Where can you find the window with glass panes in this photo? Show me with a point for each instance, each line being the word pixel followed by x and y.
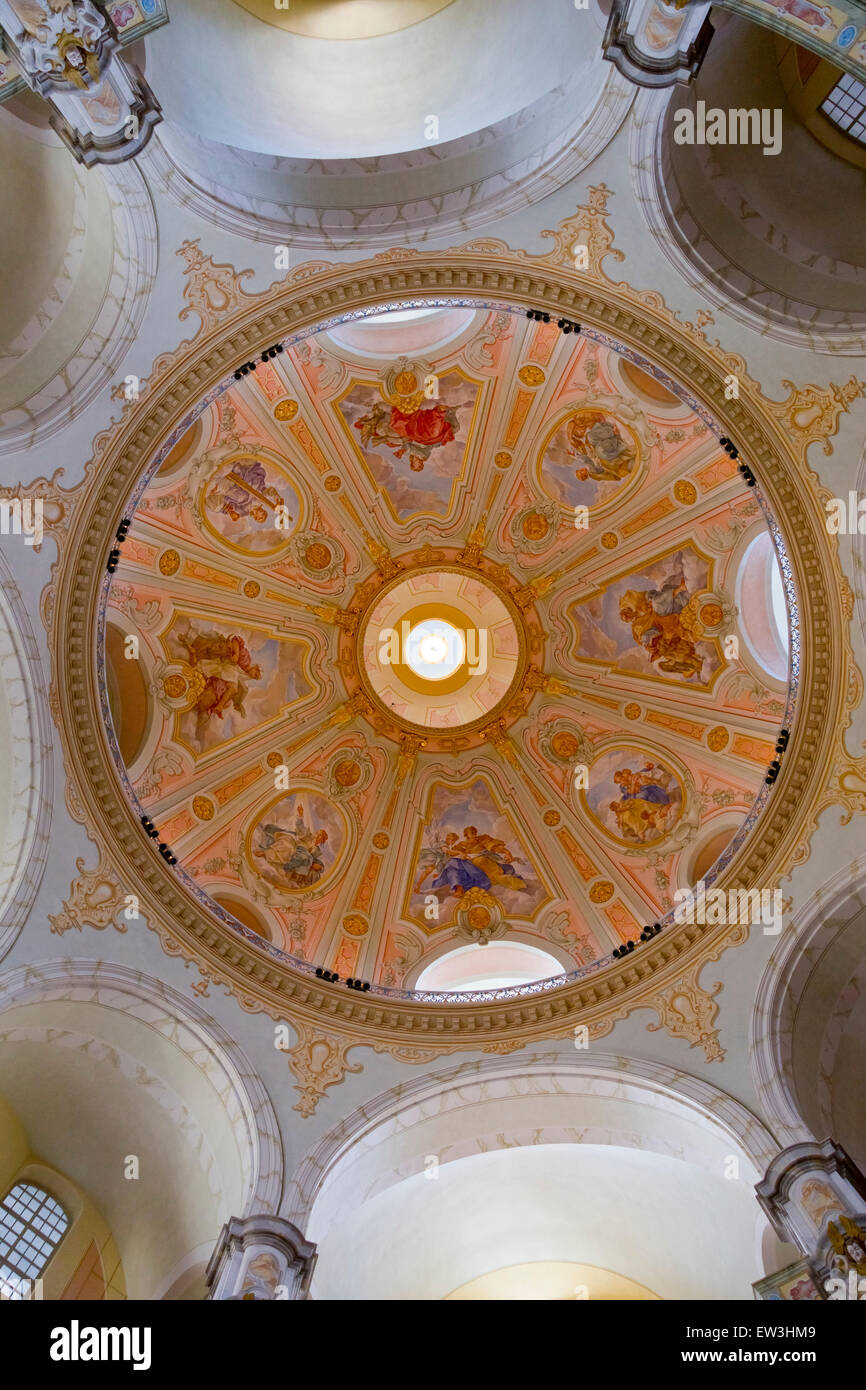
pixel 845 106
pixel 31 1226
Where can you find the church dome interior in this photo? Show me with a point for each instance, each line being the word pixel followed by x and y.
pixel 433 709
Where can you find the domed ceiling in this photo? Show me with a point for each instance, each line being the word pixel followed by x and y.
pixel 433 627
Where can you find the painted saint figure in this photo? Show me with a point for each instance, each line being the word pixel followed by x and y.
pixel 243 492
pixel 644 801
pixel 414 431
pixel 603 455
pixel 293 854
pixel 478 861
pixel 224 665
pixel 665 623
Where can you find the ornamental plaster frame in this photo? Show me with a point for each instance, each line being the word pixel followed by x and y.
pixel 774 437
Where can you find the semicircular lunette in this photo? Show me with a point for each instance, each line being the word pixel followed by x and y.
pixel 594 726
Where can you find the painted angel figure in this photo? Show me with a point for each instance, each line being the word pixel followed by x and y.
pixel 224 663
pixel 293 854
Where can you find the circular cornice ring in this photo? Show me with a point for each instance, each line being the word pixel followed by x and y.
pixel 384 720
pixel 123 453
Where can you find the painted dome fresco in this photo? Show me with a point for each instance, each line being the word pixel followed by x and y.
pixel 438 627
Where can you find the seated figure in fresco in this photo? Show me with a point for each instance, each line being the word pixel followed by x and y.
pixel 417 431
pixel 665 623
pixel 477 861
pixel 492 856
pixel 599 446
pixel 243 492
pixel 293 854
pixel 644 801
pixel 223 662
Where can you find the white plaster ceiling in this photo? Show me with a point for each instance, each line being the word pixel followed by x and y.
pixel 227 77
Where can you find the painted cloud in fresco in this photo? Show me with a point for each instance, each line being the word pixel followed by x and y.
pixel 470 844
pixel 648 622
pixel 296 841
pixel 413 449
pixel 635 798
pixel 242 502
pixel 588 458
pixel 241 679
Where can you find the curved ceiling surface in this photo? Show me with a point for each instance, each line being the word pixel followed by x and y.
pixel 428 630
pixel 234 79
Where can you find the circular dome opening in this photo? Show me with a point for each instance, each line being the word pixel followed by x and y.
pixel 761 598
pixel 435 649
pixel 498 965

** ASSIGNMENT **
Look above for the line containing "Where can you find the curved"; reproduce it and every line after it through the end of the material, exactly, and nothing else.

** OUTPUT OF THE TASK **
Where can you find the curved ceiling surface in this photo? Show me with a point for each instance, each line being the word pixel followed by x and y.
pixel 428 630
pixel 234 79
Where can you find the circular dome opening in this photo? Show me with a point for each instance, each line being the word pixel followed by x and y.
pixel 761 598
pixel 435 649
pixel 498 965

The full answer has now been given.